*** Opening Page excerpt ***

I ended up having to enlist the help of my husband to get the elderberries off the stems yesterday afternoon. I have familial essential tremors, that makes it very difficult for me to do a lot of things with my hands, because they shake so badly. I was having a heck of a time getting the berries off the stems.
The elderberries were in two feed sacks. We guesstimate that by the time we combined those feed sacks, we had a full 50 pound feed sack of elderberries. DH spent over an hour, stripping berries off after rinsing them. I then dumped them into my water bath canning pot and just covered them with water. They ended up being about an inch and a quarter below the top edge.
I then put a lid on the pot, turned the burner on the stove to low, and left it there for several hours while it simmered. Occasionally I checked it and gave it to stir with one of my big commercial kitchen spoons (from my goat milk days). By 11 o’clock last night I could tell that the juice had cooked out of the berries, and they were finally done, but I didn’t have any place to put them to cool down. So I just left them on the stove covered. I figured they had been simmering at just under a boil for hours, so there couldn’t be any bacteria in the juice and it should be safe until morning.

*** Closing Page excerpt ***
*** Opening Provided material ***

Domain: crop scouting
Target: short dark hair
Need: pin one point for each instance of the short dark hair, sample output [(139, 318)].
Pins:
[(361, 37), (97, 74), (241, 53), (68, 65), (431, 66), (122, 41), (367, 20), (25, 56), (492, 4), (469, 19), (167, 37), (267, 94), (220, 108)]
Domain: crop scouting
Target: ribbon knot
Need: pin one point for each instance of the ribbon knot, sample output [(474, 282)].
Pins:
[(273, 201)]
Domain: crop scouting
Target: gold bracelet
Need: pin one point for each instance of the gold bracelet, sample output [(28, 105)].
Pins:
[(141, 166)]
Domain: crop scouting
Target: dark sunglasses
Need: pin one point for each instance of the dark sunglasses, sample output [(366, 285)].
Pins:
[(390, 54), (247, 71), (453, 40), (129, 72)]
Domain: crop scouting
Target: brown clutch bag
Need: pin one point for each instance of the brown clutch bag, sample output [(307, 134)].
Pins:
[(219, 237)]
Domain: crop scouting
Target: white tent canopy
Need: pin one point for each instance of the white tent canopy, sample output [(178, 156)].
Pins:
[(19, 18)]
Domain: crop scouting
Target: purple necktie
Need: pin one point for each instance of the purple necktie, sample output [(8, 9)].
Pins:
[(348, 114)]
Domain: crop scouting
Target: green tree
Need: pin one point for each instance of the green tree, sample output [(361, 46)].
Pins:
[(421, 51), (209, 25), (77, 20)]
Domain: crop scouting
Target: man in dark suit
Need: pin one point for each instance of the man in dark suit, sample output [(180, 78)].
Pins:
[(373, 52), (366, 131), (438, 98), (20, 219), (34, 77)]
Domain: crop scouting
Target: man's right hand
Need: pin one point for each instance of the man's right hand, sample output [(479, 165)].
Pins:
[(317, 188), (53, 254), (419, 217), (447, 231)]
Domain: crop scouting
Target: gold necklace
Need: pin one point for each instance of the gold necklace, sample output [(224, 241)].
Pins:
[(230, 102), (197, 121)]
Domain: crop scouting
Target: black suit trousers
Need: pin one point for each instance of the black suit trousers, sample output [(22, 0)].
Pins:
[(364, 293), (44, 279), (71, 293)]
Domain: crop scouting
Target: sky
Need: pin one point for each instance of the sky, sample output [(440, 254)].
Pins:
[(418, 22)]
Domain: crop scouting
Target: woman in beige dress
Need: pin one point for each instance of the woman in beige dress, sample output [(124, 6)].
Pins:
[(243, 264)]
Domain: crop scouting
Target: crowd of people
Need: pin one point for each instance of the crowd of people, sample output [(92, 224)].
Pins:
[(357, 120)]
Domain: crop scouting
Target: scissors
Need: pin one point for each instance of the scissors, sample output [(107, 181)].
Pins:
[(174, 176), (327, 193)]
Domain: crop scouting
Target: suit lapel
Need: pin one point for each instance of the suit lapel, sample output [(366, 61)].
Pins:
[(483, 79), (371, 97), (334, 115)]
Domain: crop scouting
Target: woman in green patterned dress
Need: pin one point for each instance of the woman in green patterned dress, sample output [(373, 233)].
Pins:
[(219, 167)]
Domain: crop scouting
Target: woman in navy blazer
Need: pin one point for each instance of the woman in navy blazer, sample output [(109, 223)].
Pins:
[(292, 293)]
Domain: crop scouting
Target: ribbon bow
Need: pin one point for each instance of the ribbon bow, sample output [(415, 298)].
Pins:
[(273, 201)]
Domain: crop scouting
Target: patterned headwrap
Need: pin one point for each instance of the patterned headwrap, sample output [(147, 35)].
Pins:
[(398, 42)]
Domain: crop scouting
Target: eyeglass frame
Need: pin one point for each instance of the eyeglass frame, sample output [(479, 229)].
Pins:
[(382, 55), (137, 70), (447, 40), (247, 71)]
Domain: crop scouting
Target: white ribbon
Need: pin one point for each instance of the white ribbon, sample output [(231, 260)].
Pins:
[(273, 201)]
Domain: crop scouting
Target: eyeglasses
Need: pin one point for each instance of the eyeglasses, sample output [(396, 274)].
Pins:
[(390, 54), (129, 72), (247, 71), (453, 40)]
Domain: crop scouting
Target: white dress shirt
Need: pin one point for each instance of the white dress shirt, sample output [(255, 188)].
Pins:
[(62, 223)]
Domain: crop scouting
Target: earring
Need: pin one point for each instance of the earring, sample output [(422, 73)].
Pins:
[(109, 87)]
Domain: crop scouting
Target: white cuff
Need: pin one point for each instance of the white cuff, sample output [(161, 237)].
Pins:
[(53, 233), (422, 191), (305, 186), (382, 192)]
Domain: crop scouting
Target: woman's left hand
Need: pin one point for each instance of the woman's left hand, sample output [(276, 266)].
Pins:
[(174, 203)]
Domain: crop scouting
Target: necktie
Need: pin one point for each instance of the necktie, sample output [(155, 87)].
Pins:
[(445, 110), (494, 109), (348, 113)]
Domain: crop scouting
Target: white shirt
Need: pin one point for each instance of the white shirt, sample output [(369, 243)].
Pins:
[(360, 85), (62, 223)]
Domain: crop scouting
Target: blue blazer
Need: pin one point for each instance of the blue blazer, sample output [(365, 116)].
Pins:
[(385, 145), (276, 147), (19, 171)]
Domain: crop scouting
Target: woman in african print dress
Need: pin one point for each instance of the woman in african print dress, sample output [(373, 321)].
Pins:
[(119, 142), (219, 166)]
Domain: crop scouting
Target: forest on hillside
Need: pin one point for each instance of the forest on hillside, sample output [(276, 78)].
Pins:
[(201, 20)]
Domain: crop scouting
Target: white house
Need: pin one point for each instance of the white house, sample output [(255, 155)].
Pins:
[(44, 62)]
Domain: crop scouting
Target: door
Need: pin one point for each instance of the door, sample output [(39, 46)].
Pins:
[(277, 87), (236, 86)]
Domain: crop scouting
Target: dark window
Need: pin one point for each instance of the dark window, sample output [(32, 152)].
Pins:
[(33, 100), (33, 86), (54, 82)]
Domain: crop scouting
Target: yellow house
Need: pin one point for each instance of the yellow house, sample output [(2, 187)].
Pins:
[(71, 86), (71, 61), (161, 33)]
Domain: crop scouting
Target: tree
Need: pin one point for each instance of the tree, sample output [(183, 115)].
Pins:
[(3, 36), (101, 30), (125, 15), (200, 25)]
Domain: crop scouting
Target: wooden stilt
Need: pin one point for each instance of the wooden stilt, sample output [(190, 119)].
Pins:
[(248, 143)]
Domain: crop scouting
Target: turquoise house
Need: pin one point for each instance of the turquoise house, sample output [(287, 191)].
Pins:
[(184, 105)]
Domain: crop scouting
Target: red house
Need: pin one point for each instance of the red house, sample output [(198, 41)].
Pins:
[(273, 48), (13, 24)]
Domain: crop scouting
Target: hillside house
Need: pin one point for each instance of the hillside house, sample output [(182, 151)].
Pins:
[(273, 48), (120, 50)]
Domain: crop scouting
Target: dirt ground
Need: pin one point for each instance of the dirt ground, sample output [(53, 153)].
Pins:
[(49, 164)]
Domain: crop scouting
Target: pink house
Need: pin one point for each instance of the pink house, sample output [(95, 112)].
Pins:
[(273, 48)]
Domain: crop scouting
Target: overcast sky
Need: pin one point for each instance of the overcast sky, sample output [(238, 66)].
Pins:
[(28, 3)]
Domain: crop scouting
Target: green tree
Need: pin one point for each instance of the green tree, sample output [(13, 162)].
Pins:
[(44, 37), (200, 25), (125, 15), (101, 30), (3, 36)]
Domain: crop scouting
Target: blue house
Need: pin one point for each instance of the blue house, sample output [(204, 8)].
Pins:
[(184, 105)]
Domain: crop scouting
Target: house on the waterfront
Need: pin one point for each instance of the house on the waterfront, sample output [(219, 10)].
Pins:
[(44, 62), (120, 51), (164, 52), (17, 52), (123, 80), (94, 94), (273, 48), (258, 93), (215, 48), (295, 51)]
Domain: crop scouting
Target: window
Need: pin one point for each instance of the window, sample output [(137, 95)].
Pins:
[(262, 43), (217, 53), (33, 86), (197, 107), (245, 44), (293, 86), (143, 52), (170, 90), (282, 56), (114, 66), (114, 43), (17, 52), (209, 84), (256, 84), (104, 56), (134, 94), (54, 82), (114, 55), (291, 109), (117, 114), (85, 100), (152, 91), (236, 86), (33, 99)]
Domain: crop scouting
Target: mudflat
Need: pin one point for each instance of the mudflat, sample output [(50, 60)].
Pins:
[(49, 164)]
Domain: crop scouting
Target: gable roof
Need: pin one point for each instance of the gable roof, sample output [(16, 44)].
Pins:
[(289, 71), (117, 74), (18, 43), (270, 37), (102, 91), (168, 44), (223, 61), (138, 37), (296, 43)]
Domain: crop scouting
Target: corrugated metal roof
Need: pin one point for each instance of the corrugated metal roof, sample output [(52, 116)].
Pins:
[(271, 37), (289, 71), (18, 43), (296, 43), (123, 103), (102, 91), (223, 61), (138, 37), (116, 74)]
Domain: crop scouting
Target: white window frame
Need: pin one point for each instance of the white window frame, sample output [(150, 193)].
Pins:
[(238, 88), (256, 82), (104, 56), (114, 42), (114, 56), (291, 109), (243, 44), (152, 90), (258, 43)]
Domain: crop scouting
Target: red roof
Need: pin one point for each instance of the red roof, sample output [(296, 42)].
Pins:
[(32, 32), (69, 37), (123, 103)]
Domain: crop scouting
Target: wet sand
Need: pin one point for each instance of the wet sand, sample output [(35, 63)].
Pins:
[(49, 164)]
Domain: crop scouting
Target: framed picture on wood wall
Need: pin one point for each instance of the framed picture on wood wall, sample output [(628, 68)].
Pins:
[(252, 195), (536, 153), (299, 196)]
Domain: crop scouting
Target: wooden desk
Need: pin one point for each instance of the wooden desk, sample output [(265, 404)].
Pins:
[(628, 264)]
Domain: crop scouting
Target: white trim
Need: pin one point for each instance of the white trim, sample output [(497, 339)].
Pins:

*** Closing Provided material ***

__What you need to do__
[A] List every time of day named in the elderberry account.
[B] Print the stretch of the elderberry account from "I ended up having" through "the top edge.".

__Completed exercise__
[A]
- yesterday afternoon
- 11 o'clock last night
- morning

[B]
I ended up having to enlist the help of my husband to get the elderberries off the stems yesterday afternoon. I have familial essential tremors, that makes it very difficult for me to do a lot of things with my hands, because they shake so badly. I was having a heck of a time getting the berries off the stems.
The elderberries were in two feed sacks. We guesstimate that by the time we combined those feed sacks, we had a full 50 pound feed sack of elderberries. DH spent over an hour, stripping berries off after rinsing them. I then dumped them into my water bath canning pot and just covered them with water. They ended up being about an inch and a quarter below the top edge.